§ JOB:
Count the lines in the data below that contain the word "cabinet". Reply with the number alone.

-- -- --

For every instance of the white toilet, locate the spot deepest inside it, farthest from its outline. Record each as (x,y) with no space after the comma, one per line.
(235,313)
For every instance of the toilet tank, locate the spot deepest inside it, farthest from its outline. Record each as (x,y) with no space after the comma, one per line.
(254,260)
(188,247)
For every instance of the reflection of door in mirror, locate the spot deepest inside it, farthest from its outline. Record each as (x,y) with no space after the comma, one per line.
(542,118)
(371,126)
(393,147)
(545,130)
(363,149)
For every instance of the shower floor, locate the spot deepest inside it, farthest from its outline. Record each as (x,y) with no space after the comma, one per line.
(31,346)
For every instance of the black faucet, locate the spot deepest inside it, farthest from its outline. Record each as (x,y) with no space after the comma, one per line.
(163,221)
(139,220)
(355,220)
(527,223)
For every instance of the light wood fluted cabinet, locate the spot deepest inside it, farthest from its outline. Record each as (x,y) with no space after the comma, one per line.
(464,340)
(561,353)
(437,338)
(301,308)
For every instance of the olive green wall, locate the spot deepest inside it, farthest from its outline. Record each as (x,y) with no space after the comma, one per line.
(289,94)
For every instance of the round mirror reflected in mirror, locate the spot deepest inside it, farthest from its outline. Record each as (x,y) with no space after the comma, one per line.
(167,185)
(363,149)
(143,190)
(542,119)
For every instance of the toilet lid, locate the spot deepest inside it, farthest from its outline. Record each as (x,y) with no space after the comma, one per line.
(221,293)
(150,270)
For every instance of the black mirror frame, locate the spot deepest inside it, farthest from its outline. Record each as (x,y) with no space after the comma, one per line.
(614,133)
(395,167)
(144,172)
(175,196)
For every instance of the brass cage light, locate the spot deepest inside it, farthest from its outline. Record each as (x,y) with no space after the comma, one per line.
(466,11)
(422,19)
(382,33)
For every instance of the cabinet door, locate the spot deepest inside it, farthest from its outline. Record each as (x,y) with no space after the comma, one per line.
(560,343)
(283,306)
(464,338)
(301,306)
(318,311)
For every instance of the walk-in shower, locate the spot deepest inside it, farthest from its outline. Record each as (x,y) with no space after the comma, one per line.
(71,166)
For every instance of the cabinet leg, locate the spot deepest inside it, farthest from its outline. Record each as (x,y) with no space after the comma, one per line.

-- -- --

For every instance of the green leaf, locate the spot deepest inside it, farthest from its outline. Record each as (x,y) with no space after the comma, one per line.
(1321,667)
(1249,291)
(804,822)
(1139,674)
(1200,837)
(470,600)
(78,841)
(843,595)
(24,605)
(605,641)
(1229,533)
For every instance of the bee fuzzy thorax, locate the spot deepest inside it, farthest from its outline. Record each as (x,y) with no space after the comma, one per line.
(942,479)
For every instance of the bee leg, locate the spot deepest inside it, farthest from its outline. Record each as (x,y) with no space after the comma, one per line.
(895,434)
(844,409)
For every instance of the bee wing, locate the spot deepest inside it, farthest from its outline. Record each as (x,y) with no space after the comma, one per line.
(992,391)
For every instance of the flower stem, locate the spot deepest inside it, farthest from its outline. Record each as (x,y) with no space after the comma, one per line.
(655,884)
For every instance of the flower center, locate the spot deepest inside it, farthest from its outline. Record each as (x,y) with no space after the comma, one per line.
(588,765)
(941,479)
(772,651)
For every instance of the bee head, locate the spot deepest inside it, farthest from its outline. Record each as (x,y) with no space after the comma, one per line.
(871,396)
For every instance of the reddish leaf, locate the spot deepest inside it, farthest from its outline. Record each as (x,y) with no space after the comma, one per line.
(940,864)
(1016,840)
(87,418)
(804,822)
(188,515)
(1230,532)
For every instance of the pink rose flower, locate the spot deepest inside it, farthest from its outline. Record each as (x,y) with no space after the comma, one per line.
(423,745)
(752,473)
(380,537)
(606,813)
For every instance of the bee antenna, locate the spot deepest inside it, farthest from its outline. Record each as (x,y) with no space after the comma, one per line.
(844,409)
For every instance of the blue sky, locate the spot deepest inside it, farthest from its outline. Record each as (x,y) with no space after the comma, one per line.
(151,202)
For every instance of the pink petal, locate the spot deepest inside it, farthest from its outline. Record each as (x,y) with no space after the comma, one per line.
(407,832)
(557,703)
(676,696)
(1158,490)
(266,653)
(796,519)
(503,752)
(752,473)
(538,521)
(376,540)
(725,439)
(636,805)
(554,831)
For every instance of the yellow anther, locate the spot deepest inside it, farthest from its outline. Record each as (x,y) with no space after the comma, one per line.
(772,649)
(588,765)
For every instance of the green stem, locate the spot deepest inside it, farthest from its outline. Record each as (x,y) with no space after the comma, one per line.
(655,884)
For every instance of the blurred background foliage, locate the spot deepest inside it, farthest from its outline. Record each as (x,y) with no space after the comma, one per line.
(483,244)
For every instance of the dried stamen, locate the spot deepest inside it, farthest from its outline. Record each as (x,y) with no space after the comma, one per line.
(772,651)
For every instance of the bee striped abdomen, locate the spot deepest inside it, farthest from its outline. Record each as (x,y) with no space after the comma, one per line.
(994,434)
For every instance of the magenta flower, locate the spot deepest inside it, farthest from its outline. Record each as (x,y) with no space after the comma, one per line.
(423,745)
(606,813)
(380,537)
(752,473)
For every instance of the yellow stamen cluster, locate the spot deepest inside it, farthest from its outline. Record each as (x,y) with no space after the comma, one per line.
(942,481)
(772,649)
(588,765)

-- -- --

§ SOLUTION TO THE PROBLEM:
3